● **Document extract**:
That video is very funny-- what ever happened to _Candid Camera_? The judgment of some people continue to amaze me. 

I have defiantly ordered food to the station and not been there to collect it. Fortunately, at my station in Israel, we have a deal with one of the pizza places-- if we order a pizza and call them when toned out (before receiving the pizza), they will hold the pizza for us.
When I am not in the mood for pizza, there are a whole bunch of eateries withing a few blocks of the station. When I am in the mood for a call (and lunch/dinner/breakfast), I give my partner my cell number and go to get food and inevitably get toned out as soon as I leave or as soon as I order my food.


----------



## Jon (Feb 4, 2008)

all them great falafal and Schwarma stands


----------



## fortsmithman (Mar 21, 2008)

Funny.  I always eat at places that will hold m food for me when I'm on call.


----------



## TheMowingMonk (Mar 21, 2008)

i remember one time my squad was eating quiznos, just sat down and took our first bite and we get toned. And of course we parked our response vehicles across the street. It was quite interesting seeing us sprinting through the crosswalk half eaten food in hand (didnt want to waist it, lol)


----------



## mdkemt (May 11, 2008)

Thats great!  Very enjoyable and I can understand that dire hungry need when in the middle of a call.


----------



## mdtaylor (May 12, 2008)

There are places that our service will not allow us to patronize while in uniform. (i.e. Willie's Icehouse) But, they have the best burgers in town. So, our answer was to park in the same shopping center parking lot and have them deliver.

● **Exercise details**:
Copy out the forum thread about getting food while on call, word for word from start to finish.

● **Dataset records**:
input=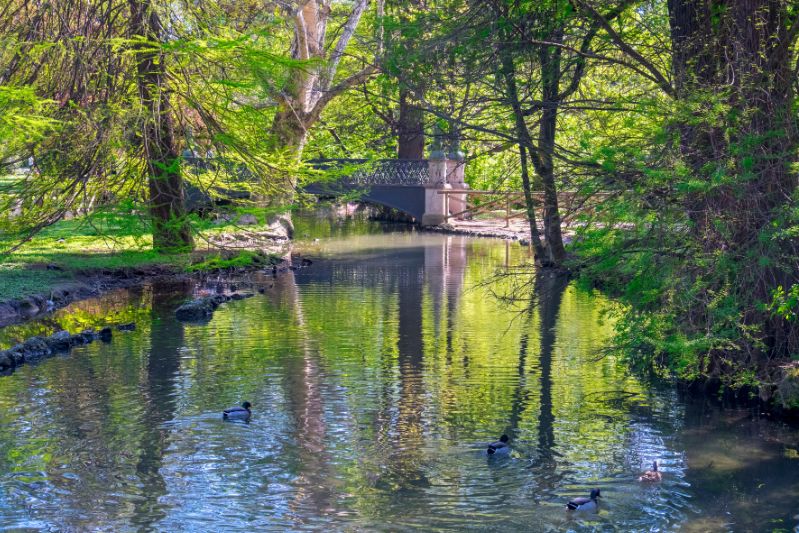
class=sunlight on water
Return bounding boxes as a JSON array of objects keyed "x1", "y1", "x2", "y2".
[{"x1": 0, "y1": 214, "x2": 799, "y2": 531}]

...

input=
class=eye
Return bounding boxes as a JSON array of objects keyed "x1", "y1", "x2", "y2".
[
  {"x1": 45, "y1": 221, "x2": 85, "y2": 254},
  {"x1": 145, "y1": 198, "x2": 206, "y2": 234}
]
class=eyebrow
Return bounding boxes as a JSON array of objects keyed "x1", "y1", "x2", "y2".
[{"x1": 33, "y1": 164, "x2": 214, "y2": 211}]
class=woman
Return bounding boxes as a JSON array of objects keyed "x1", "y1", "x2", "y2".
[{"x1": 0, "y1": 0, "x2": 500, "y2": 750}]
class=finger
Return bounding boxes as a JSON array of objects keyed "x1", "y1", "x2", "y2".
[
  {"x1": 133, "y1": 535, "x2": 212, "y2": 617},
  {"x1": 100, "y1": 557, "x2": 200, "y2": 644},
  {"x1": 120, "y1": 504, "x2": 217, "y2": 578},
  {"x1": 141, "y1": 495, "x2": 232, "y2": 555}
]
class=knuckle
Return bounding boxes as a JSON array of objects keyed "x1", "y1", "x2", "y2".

==

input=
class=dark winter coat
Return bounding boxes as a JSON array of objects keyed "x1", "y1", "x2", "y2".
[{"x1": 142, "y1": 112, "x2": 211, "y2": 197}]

● **Response below**:
That video is very funny-- what ever happened to _Candid Camera_? The judgment of some people continue to amaze me. 

I have defiantly ordered food to the station and not been there to collect it. Fortunately, at my station in Israel, we have a deal with one of the pizza places-- if we order a pizza and call them when toned out (before receiving the pizza), they will hold the pizza for us.
When I am not in the mood for pizza, there are a whole bunch of eateries withing a few blocks of the station. When I am in the mood for a call (and lunch/dinner/breakfast), I give my partner my cell number and go to get food and inevitably get toned out as soon as I leave or as soon as I order my food.


----------



## Jon (Feb 4, 2008)

all them great falafal and Schwarma stands


----------



## fortsmithman (Mar 21, 2008)

Funny.  I always eat at places that will hold m food for me when I'm on call.


----------



## TheMowingMonk (Mar 21, 2008)

i remember one time my squad was eating quiznos, just sat down and took our first bite and we get toned. And of course we parked our response vehicles across the street. It was quite interesting seeing us sprinting through the crosswalk half eaten food in hand (didnt want to waist it, lol)


----------



## mdkemt (May 11, 2008)

Thats great!  Very enjoyable and I can understand that dire hungry need when in the middle of a call.


----------



## mdtaylor (May 12, 2008)

There are places that our service will not allow us to patronize while in uniform. (i.e. Willie's Icehouse) But, they have the best burgers in town. So, our answer was to park in the same shopping center parking lot and have them deliver.